→ SOURCE TEXT:
View Single Post
Old 04-14-2014, 12:48 PM
  # 13 (permalink)  
JoantheMaid
Member
 
Join Date: Apr 2014
Location: United States
Posts: 19
Hello everyone, and thanks again, so much. When I tried to reply on another thread, I received the message that I can't do that until I have posted 25 messages. I'm assuming that's not true for this thread, since I started it?

I stayed alcohol free for nearly 25 years, and relapsed in 2007. Went back to AA and stayed sober for over a year, then had a few brief relapses, recovered, and then relapsed again in July, 2012.

Took a trip with my partner last May. He'd been sober for 25 years, but decided that he wanted to experiment with wine on that vacation. He didn't even know that I had started drinking again almost a year earlier. Since his primary residence is in another state, it was easy for me to hide it from him, but I felt dishonest. Keeping secrets is bad for me. We were high school sweethearts for four years, and then he re-entered my life in 2011 (after we had married other people and raised our children to adulthood.) Had not seen each other in decades! But true love never dies.

→ EXERCISE REQUIREMENTS:
Pick up the forum post about relapsing after years of sobriety right after its final sentence, and keep it going. The material that comes next has no connection to the forum post.

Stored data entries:
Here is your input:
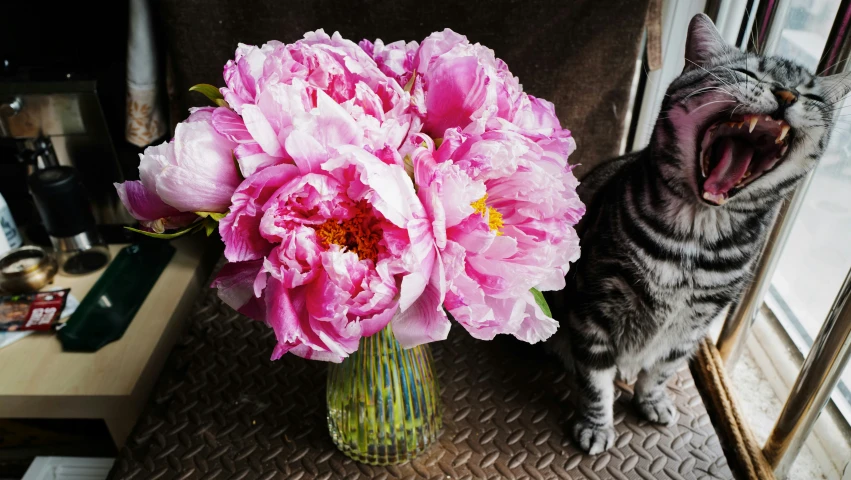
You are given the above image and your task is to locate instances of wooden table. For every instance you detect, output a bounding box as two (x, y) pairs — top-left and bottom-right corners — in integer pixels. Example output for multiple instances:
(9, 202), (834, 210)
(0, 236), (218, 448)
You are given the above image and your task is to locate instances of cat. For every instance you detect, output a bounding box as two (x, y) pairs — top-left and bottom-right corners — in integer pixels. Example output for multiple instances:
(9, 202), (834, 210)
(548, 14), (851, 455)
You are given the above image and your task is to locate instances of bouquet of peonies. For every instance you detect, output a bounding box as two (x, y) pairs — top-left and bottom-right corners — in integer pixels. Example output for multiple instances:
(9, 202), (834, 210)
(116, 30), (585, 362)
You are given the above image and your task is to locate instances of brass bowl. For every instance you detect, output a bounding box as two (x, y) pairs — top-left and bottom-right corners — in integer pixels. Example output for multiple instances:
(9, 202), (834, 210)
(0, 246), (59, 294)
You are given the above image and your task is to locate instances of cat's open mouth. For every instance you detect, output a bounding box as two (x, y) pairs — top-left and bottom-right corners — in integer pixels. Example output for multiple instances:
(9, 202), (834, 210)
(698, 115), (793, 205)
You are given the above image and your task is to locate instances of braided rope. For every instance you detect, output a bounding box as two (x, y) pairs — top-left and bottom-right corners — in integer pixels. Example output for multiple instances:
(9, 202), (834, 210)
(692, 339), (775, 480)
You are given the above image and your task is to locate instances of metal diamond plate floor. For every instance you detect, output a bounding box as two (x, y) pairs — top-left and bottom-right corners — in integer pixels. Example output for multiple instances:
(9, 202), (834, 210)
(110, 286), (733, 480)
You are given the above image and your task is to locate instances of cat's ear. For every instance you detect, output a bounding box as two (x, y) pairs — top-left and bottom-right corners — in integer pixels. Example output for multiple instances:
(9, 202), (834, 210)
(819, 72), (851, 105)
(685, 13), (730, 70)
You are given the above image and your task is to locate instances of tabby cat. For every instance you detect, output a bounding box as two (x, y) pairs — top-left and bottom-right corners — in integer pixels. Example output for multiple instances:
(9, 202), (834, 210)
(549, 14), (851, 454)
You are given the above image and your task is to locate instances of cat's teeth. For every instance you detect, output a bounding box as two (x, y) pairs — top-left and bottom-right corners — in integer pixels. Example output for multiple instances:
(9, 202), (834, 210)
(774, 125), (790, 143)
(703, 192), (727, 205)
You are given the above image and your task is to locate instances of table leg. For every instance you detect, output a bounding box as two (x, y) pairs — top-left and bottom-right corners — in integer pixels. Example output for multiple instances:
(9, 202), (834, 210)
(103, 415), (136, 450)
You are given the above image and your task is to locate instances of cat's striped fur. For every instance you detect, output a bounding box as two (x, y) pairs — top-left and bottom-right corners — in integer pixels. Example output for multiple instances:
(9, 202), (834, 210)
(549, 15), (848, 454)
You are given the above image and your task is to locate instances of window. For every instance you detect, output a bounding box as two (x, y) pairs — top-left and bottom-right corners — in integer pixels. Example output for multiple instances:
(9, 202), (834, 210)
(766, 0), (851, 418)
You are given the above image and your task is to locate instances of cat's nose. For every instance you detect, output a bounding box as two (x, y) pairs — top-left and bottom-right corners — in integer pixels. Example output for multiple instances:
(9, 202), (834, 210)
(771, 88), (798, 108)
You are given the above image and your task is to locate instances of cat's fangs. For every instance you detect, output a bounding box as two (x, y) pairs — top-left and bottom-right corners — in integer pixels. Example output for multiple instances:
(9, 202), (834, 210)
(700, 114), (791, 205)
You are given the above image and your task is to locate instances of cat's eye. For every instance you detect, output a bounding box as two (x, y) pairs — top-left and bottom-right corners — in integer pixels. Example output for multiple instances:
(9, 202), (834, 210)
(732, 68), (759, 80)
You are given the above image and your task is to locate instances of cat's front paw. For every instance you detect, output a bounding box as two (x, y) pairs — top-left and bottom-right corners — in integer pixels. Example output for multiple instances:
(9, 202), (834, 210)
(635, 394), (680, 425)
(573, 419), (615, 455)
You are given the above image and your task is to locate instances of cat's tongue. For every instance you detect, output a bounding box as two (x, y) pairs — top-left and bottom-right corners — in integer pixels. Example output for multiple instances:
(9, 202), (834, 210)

→ SOLVED PROBLEM:
Experimenting with wine quickly accelerated to having cocktails before dinner, and beer with lunch. I discovered that our drinking patterns are almost identical. We have a great time, lively conversations, and the illusion "we're okay" stuck with us. But when he went back home for a month, I began drinking more heavily and was hospitalized for four days (detox.) Stayed sober for two months, but when we took two more vacations together in November and December, I relapsed again.

Have been watering down the wine (and occasional bottles of vodka) with either lots of water, or tonic water, or Diet 7-up, hoping to wean myself off the alcohol that way, rather than guzzling straight alcohol. Afraid of the withdrawals, of course but know that my body will fall apart if I keep doing this.

Cannot drive with any alcohol in my system, having had my first DUI in 2009. I've taken taxis to where I need to go, rather than risk getting another one. I keep reminding myself, "automatic jail time with the second DUI". The first one was extremely costly! Thousands of dollars! Spending one night in jail was a nightmare. I keep remembering that experience as an incentive to get sober and stay sober.

Thanks for listening. Just wanted you to know more about my story.
Have read so many supportive words offered in the threads I've been reading here for hours. Those words are helping me!